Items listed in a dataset
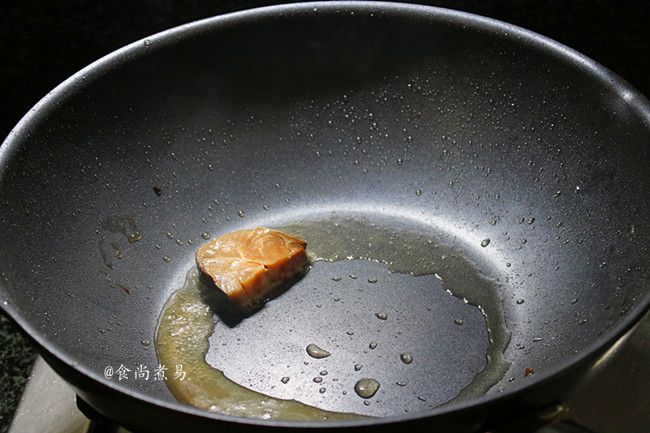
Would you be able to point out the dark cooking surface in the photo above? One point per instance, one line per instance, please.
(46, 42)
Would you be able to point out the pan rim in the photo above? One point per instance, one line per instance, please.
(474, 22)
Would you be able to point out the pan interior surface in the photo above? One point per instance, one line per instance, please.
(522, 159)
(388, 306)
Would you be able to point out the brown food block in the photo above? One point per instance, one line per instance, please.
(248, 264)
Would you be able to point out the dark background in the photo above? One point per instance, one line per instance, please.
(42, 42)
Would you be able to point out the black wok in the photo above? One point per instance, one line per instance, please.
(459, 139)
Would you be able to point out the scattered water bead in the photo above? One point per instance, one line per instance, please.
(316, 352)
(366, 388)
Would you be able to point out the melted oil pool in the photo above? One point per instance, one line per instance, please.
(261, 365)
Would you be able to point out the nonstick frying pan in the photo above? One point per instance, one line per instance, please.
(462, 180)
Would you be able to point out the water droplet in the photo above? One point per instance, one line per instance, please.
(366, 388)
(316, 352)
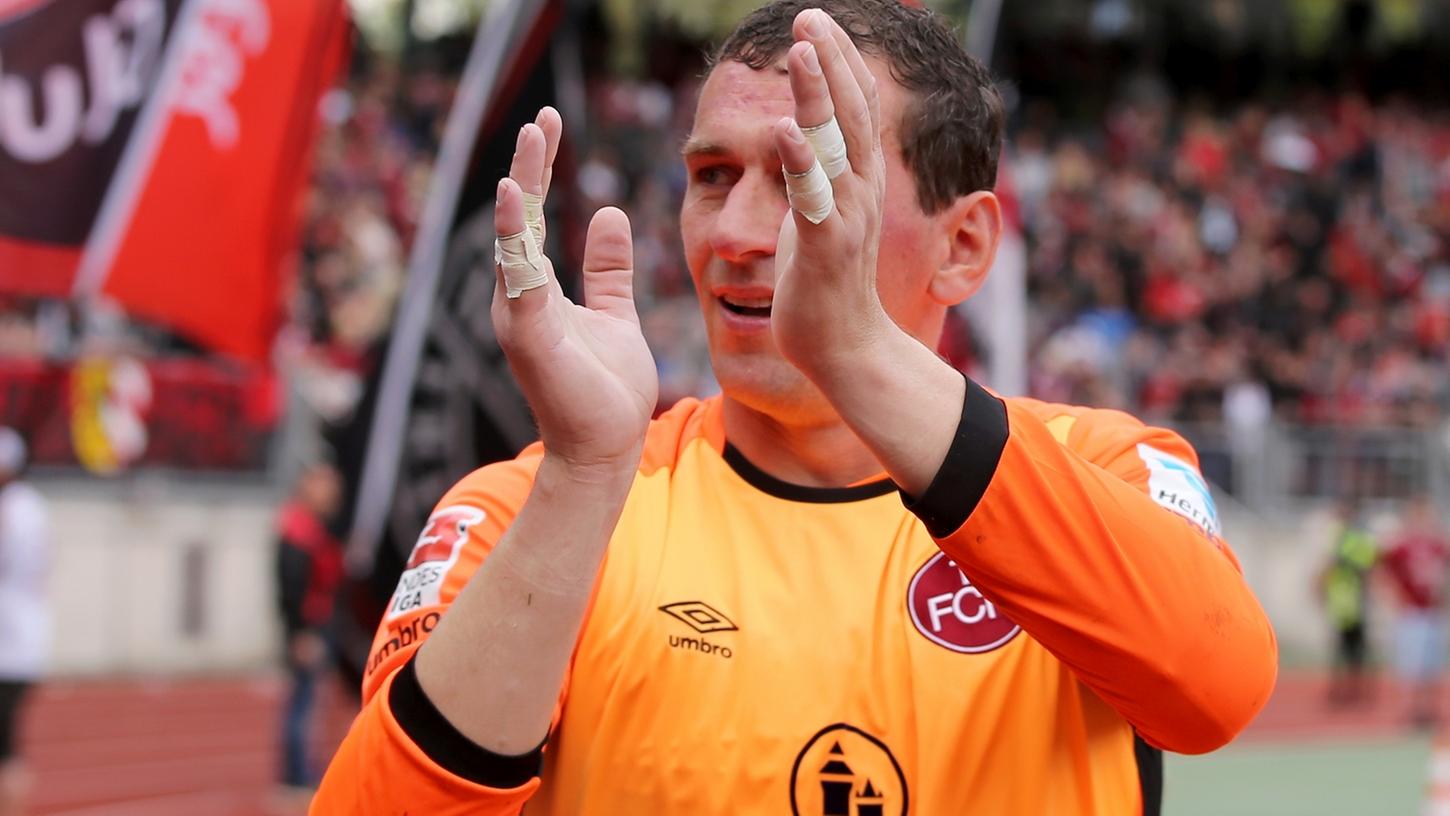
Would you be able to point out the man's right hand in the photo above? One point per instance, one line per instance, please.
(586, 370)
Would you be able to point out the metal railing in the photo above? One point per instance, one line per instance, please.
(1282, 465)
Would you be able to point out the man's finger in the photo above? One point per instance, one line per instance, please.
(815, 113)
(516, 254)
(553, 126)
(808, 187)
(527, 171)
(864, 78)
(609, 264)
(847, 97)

---

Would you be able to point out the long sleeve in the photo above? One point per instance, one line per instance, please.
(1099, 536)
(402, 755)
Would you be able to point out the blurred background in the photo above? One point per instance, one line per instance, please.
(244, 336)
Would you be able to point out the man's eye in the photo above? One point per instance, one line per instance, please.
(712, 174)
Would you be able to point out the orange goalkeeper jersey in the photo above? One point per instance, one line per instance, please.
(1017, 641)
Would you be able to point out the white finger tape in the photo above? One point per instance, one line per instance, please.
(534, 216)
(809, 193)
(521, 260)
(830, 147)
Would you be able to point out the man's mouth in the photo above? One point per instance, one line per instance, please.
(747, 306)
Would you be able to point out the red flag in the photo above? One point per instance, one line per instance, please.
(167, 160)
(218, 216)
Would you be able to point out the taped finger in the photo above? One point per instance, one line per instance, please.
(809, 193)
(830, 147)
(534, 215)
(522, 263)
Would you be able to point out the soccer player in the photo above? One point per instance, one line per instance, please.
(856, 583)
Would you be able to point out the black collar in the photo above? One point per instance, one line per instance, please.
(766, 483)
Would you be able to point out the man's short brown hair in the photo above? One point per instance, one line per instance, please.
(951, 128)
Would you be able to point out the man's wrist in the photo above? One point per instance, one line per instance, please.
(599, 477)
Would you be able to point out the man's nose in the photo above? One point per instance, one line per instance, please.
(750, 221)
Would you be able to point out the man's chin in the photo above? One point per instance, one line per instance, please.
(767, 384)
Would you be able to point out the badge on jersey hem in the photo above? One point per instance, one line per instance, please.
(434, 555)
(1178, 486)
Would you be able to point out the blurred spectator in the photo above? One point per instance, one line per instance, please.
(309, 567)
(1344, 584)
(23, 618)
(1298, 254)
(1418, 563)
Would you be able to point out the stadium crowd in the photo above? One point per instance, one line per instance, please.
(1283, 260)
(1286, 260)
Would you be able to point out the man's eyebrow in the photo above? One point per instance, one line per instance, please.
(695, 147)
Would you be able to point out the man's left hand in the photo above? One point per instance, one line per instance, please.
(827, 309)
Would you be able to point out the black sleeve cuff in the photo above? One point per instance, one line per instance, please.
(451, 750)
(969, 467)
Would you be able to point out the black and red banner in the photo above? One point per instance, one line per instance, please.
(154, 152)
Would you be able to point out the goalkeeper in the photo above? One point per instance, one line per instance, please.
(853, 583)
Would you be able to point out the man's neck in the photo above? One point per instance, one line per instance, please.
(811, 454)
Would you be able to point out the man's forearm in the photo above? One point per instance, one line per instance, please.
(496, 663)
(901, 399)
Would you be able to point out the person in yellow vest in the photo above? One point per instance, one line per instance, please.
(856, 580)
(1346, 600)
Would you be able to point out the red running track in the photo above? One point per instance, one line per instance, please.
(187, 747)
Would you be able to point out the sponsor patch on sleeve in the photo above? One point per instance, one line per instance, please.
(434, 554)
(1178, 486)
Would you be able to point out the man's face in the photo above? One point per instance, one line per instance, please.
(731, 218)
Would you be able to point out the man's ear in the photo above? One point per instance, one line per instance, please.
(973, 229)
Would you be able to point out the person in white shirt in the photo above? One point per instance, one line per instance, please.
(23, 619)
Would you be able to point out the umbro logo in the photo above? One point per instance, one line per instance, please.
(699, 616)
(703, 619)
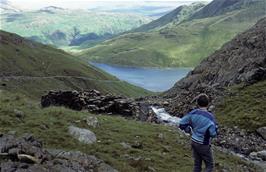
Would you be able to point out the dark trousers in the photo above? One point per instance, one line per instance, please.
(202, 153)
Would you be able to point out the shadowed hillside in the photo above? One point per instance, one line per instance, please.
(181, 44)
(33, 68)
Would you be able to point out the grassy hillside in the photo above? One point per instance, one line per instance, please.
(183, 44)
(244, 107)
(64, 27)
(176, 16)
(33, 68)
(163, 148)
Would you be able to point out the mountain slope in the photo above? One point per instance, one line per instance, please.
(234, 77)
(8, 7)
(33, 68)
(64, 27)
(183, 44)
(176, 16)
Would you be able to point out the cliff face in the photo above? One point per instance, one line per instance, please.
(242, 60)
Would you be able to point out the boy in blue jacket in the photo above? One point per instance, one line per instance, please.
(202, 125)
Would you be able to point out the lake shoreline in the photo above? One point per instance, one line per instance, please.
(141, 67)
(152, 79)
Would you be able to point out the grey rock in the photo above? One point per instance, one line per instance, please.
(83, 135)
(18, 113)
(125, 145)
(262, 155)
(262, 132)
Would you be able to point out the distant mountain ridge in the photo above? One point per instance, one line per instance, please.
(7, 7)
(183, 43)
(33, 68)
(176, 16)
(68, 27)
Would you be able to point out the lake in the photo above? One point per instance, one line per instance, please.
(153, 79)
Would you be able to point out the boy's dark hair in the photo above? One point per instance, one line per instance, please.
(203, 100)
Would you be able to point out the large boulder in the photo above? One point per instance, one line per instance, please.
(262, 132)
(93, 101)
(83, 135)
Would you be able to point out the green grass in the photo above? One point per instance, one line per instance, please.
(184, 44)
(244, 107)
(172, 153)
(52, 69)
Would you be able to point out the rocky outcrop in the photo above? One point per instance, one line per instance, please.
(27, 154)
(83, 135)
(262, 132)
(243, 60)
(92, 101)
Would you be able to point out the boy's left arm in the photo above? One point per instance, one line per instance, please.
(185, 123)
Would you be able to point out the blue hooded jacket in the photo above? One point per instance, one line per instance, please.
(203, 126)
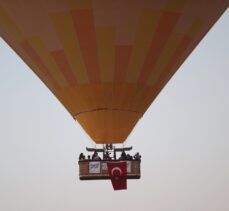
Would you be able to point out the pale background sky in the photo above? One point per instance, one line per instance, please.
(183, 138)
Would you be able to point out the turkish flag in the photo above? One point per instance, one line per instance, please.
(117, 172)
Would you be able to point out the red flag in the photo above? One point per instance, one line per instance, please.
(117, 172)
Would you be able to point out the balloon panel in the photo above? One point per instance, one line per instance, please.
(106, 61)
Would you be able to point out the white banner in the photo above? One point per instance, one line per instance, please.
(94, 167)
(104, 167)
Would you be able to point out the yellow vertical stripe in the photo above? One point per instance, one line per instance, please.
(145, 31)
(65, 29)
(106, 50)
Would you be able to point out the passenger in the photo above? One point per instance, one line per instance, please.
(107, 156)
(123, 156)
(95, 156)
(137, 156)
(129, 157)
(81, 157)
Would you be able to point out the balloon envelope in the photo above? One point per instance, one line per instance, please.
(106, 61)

---

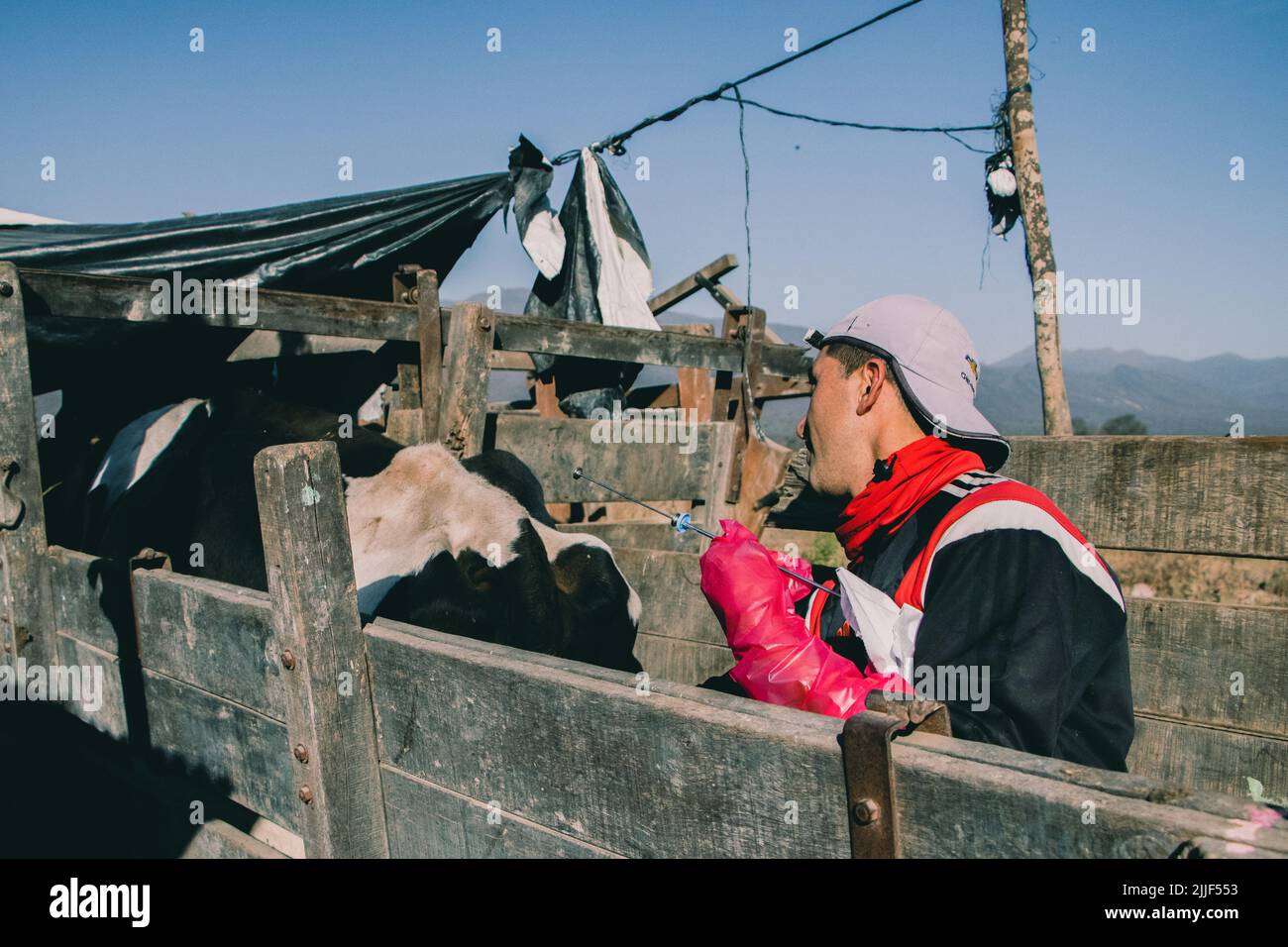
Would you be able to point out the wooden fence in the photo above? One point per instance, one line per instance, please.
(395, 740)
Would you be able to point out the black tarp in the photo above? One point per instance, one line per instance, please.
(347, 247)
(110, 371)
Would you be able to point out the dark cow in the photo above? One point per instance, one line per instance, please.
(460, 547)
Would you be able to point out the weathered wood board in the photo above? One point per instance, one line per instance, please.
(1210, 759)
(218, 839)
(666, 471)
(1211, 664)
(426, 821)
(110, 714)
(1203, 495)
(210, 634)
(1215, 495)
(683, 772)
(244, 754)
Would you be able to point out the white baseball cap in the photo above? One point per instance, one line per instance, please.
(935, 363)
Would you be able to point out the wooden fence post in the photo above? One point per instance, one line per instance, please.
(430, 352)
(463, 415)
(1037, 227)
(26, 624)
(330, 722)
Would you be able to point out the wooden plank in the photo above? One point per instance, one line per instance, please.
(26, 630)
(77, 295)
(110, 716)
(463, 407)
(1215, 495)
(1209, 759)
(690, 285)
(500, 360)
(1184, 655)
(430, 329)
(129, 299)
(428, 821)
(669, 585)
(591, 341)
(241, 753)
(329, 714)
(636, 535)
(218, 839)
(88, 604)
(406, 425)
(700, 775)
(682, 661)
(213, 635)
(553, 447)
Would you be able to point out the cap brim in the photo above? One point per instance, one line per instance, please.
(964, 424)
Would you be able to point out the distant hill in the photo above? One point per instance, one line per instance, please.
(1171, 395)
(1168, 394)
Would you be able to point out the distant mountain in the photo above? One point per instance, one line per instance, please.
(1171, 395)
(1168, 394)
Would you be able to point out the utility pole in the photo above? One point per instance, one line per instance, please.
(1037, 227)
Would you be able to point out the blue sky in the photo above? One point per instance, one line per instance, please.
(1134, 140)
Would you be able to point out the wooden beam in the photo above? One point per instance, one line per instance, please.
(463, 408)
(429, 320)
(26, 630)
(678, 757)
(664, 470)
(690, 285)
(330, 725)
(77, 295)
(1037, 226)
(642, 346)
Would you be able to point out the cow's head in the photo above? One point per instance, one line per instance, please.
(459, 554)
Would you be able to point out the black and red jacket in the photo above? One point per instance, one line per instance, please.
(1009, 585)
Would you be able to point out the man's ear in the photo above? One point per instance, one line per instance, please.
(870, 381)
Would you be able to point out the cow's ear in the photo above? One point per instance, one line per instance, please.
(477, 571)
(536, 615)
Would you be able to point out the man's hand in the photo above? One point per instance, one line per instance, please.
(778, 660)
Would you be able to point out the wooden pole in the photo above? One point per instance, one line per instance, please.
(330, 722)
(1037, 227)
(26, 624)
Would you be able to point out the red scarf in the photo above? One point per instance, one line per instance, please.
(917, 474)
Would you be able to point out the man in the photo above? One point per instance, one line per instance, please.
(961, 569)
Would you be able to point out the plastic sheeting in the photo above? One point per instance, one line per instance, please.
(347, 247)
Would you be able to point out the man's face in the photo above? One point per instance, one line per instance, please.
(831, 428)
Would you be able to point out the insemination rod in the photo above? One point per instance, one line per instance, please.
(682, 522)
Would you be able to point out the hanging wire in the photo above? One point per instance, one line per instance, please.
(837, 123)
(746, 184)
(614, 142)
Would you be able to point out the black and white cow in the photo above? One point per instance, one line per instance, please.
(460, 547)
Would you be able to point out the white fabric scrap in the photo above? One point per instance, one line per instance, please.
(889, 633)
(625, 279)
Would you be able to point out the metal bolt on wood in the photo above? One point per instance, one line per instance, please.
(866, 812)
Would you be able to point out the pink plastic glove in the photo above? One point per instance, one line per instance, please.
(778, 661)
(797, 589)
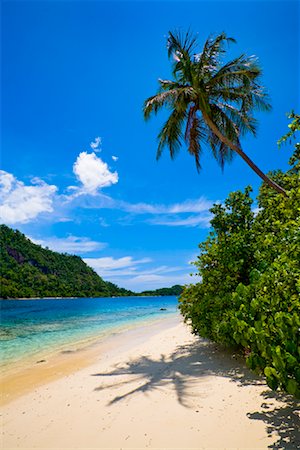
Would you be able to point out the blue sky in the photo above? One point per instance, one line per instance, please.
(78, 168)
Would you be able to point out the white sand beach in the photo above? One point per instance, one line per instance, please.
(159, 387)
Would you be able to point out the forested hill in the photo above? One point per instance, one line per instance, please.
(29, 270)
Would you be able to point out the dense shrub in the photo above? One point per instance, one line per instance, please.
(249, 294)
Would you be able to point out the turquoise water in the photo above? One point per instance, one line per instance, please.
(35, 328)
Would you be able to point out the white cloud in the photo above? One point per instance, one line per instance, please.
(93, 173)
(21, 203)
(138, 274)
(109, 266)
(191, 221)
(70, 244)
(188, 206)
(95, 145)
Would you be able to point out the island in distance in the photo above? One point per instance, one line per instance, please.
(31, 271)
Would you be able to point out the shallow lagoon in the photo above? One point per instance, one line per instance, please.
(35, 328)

## AIM OF THE TASK
Filter the records above down to every line that contains the string "metal", and copy those lines. Case counts: match uppercase and lowercase letters as given.

## FULL SOLUTION
Would you be able to point out the metal railing in the photo above? One point per instance, one line per instance, please.
Would you be able to point out the metal bolt on wood in the photo above? One point per instance, one line per instance, please.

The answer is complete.